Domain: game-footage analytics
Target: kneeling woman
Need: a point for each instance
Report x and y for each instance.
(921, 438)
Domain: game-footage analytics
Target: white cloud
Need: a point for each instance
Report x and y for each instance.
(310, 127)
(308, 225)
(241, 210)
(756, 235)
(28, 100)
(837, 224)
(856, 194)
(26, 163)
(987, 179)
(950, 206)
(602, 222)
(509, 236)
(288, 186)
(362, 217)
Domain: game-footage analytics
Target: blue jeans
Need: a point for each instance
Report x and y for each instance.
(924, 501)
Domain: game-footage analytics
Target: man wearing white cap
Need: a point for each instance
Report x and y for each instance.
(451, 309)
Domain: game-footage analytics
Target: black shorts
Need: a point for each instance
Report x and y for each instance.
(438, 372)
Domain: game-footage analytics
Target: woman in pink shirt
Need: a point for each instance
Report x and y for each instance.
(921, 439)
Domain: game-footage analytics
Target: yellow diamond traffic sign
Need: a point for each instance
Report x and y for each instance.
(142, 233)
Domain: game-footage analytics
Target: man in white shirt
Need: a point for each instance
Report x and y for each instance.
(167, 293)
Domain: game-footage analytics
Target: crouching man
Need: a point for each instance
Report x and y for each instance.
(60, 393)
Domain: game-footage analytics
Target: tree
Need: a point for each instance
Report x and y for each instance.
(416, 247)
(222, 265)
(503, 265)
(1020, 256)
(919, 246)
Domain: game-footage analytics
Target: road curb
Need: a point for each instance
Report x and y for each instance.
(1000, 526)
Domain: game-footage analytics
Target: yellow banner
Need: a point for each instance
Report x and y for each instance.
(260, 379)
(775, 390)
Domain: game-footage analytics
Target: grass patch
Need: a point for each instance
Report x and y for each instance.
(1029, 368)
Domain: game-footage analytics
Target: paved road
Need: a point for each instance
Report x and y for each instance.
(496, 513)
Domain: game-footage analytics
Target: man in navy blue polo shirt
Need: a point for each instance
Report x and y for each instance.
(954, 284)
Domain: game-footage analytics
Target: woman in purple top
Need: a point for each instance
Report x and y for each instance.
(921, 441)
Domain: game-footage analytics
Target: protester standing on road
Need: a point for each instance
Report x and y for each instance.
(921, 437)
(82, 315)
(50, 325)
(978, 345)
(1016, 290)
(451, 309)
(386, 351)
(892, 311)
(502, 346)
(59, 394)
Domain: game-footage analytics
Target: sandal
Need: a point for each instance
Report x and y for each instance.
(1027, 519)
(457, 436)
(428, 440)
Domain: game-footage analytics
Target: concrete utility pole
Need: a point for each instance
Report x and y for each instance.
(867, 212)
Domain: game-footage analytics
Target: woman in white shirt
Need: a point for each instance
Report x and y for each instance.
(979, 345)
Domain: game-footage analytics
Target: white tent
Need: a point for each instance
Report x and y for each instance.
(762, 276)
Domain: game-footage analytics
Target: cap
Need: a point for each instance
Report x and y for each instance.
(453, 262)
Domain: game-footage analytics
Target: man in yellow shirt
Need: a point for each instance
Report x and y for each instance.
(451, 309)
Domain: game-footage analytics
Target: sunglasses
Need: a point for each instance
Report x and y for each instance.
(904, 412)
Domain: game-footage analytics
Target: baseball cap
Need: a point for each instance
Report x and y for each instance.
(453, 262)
+ + +
**Work to complete:** The expected answer is every line in the data above that carries the string "white".

**Response to this task:**
Target: white cloud
Target: man wearing white cap
Target: man in white shirt
Target: woman in white shirt
Target: white tent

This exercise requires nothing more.